** begin **

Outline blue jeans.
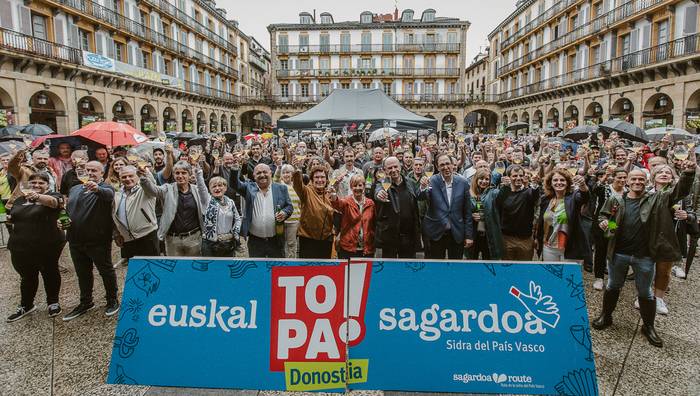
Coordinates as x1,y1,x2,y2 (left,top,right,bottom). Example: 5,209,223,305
607,253,656,300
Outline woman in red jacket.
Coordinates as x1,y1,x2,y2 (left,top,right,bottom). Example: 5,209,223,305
331,175,374,259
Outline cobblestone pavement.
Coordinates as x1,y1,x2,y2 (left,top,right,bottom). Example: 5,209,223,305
0,238,700,396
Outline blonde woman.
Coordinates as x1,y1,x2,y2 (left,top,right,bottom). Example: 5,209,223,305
275,164,301,258
195,166,241,257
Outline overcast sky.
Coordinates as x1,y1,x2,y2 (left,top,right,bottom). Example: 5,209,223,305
221,0,515,63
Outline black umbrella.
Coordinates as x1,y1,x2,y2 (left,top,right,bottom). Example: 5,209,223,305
175,132,202,140
563,125,598,141
0,141,27,155
0,125,22,137
20,124,53,137
540,127,561,136
506,121,530,131
598,120,649,143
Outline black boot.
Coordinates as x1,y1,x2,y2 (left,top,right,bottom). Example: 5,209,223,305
591,289,620,330
639,298,664,348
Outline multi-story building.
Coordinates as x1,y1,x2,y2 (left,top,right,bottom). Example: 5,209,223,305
268,9,494,129
464,47,498,132
487,0,700,130
248,37,272,100
0,0,266,133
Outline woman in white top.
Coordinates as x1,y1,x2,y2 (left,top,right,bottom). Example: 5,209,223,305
195,166,241,257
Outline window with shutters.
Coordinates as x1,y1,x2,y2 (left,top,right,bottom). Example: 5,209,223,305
78,29,90,51
32,14,48,40
319,33,331,52
114,41,124,62
319,58,331,71
299,34,309,52
656,19,668,45
382,32,394,51
683,5,698,36
361,32,372,52
340,33,350,52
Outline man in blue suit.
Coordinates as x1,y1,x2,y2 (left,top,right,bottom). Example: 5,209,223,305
229,164,293,258
419,154,474,260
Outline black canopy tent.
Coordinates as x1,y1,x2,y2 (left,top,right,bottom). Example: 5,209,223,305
277,89,437,132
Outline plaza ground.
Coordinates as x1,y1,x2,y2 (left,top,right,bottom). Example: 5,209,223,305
0,241,700,396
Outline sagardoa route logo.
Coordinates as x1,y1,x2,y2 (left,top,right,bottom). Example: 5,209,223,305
510,281,559,329
270,262,372,390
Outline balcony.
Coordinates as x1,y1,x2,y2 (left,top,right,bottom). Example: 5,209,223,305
144,0,235,50
275,67,460,79
275,43,460,55
499,33,700,102
262,93,499,105
0,28,239,103
0,28,83,65
501,0,579,50
48,0,234,75
498,0,664,77
185,81,240,103
248,51,269,72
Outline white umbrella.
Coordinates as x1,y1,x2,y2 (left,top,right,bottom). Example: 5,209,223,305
367,127,401,142
644,127,695,142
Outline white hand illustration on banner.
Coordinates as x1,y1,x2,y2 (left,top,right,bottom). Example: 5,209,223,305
510,281,559,328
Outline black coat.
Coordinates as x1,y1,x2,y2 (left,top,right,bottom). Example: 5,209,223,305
536,190,591,260
374,177,420,248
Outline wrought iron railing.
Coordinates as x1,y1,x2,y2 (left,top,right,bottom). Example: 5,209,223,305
276,43,460,55
0,28,83,65
498,0,664,76
500,33,700,101
275,67,460,78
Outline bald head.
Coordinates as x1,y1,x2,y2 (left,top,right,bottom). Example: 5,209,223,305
85,161,104,183
253,164,272,190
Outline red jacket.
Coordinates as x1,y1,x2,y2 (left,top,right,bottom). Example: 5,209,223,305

** end **

* [Problem]:
Copy all of the items above word for word, leaving out the pictures.

* [Task answer]:
Outline blue jeans.
Coordinates as x1,y1,x2,y2 (left,top,right,bottom). Example: 5,209,223,305
607,253,656,300
Outline woman in red jacket.
Coordinates as x1,y1,x2,y2 (left,top,right,bottom). Example: 5,209,223,305
331,175,374,259
Outline cobblestone pavement.
Coordinates as x1,y1,x2,y2 (left,top,right,bottom). Example: 5,209,223,305
0,238,700,396
Outline blonde woman.
Coordinates as x1,y1,x2,y2 (left,top,right,bottom). Example: 5,209,223,305
275,164,301,258
195,166,241,257
Outline overcast sky.
Coordinates as x1,y1,x2,y2 (left,top,right,bottom). Example: 5,209,223,305
221,0,515,63
Outline black umbrella.
Coordinates as x1,y1,x2,y2 (left,top,right,bottom). Example: 5,209,223,305
175,132,202,140
563,125,598,141
0,141,27,155
0,125,22,137
20,124,53,137
540,127,561,136
506,121,530,131
598,120,649,143
Outline black boot.
Coordinates as x1,y1,x2,y2 (left,top,right,bottom). Example: 5,209,223,305
591,289,620,330
639,298,664,348
Outline multi-story building.
Coordinates as x1,y1,x2,y2 (left,top,right,bottom). Example: 5,209,223,305
268,9,494,129
464,47,498,132
487,0,700,130
248,37,272,100
0,0,266,133
Outline woman in white top.
Coordinates as x1,y1,x2,y2 (left,top,right,bottom). Example: 5,209,223,305
195,166,241,257
Outline window with shutters.
Coordinates as x1,y1,x2,y2 (left,top,right,bottom). Example: 5,209,223,305
78,29,90,51
32,14,48,40
319,33,331,52
114,41,124,62
319,58,331,71
299,34,309,52
656,19,668,45
382,32,394,51
683,5,698,36
361,32,372,52
340,33,350,52
Outline man in blue suit.
Coordinates as x1,y1,x2,y2 (left,top,right,bottom). Example: 5,209,223,305
229,164,293,258
419,154,474,260
Outline black canopy tent.
Coordinates as x1,y1,x2,y2 (left,top,right,bottom). Example: 5,209,223,305
277,89,437,132
Outline plaza ground.
Coordinates as x1,y1,x2,y2 (left,top,right,bottom). Example: 5,209,223,305
0,241,700,396
Outline sagardoa route logo.
Coordinates as x1,y1,x2,y2 (left,top,right,bottom). Example: 5,209,223,305
510,281,559,329
270,262,372,390
Outline balcony.
Coordinates as x1,y1,x2,y2 (left,top,right,bottom). Example: 5,209,223,305
144,0,235,50
275,67,460,79
275,43,460,55
499,33,700,102
262,93,499,105
0,28,239,103
0,28,83,65
501,0,579,50
48,0,234,75
498,0,664,77
185,81,240,103
248,51,269,72
Outline white umbrella.
Coordinates as x1,y1,x2,y2 (left,top,right,bottom). Example: 5,209,223,305
367,127,401,142
644,127,695,142
Outline white hand illustration on banner.
Coordinates as x1,y1,x2,y2 (left,top,right,bottom). Example: 5,209,223,305
510,281,559,328
Outline black coat.
Coordinates as x1,y1,x2,y2 (left,top,right,bottom). Example: 5,209,223,305
536,190,591,260
374,177,420,248
Outline wrought iron railing.
Coordinates as x1,y1,x2,y2 (left,top,right,bottom). Example: 5,209,223,305
276,43,460,55
0,28,83,65
498,0,664,76
500,33,700,101
275,67,460,78
Outline bald head.
Coordinates as x1,y1,x2,y2 (left,top,right,bottom). Example: 5,209,223,305
85,161,104,183
253,164,272,190
Outline red jacket.
Coordinates as x1,y1,x2,y2 (left,top,right,bottom). Example: 5,209,223,305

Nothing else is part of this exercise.